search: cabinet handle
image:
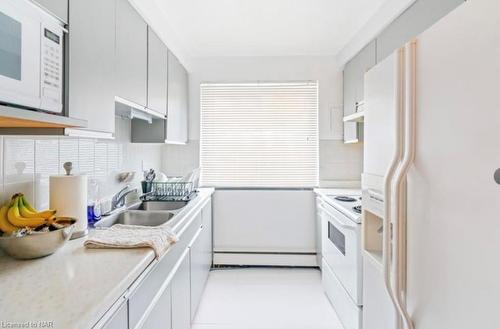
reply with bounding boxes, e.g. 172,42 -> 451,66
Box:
92,295 -> 127,329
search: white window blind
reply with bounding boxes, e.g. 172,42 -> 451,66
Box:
200,82 -> 318,187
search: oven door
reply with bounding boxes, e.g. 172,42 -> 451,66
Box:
318,197 -> 363,305
0,0 -> 41,108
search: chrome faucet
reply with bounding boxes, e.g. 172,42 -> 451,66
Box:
110,185 -> 137,212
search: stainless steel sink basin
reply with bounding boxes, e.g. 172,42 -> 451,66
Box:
139,201 -> 189,211
95,210 -> 174,227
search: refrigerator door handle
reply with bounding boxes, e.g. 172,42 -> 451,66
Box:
392,40 -> 416,329
382,48 -> 405,327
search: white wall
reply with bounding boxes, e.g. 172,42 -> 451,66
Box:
189,56 -> 342,139
162,56 -> 363,186
0,118 -> 162,209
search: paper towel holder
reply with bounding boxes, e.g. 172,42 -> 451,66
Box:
63,161 -> 73,176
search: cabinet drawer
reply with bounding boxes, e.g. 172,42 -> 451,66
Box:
128,214 -> 201,329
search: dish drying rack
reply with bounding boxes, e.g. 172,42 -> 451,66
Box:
141,182 -> 196,201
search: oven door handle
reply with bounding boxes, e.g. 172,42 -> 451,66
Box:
318,205 -> 356,231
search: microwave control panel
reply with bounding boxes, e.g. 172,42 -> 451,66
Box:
40,27 -> 63,112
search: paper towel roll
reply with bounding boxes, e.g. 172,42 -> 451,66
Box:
49,175 -> 88,238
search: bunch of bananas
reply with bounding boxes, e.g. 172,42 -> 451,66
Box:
0,193 -> 56,234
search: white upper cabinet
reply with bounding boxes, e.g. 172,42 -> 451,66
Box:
147,27 -> 168,115
68,0 -> 115,134
166,52 -> 188,144
115,0 -> 148,106
35,0 -> 68,23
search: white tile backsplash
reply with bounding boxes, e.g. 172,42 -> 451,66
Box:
162,140 -> 363,186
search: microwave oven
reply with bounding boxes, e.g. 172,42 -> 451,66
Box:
0,0 -> 65,113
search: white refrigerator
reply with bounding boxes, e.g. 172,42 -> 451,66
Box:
363,0 -> 500,329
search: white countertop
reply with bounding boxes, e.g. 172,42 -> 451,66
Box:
0,189 -> 213,329
314,188 -> 361,197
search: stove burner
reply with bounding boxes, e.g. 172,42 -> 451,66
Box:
334,195 -> 356,202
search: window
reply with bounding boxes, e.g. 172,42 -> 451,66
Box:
200,82 -> 318,188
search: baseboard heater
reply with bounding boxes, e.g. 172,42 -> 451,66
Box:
213,251 -> 318,267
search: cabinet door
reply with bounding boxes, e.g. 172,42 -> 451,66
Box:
116,0 -> 148,106
171,249 -> 191,329
68,0 -> 115,133
167,52 -> 188,144
316,197 -> 323,269
142,286 -> 172,329
35,0 -> 68,23
147,27 -> 168,115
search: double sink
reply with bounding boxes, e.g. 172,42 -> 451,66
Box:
95,201 -> 189,227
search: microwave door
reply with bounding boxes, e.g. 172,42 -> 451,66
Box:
0,0 -> 41,108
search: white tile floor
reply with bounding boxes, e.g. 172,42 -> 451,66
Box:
191,268 -> 343,329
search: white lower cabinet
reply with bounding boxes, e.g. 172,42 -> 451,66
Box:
363,256 -> 397,329
99,198 -> 212,329
171,250 -> 191,329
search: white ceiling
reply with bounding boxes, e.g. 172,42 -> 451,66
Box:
133,0 -> 386,58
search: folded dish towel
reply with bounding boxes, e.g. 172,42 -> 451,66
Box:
84,224 -> 178,258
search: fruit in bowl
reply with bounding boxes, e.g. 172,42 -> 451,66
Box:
0,193 -> 76,259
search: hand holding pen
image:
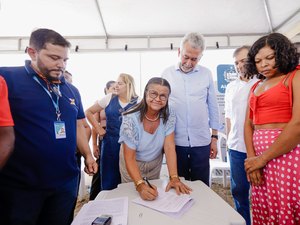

━━━━━━━━━━━━━━━━━━━━━━━━━━━━━━

Work required: Please substitute "fridge" for "refrigerator" in the part of the data that opens with the line containing "search: stainless steel sink basin" and closes with the line containing "382,48 -> 405,327", and give those lines again with everything else unchanged.

Worked answer:
search: stainless steel sink basin
reply with bounding boxes, e.g. 172,42 -> 451,66
Box:
139,201 -> 189,211
95,210 -> 174,227
search: fridge door handle
reply with bounding boxes, e.g. 172,42 -> 451,66
Box:
392,40 -> 416,329
382,48 -> 405,327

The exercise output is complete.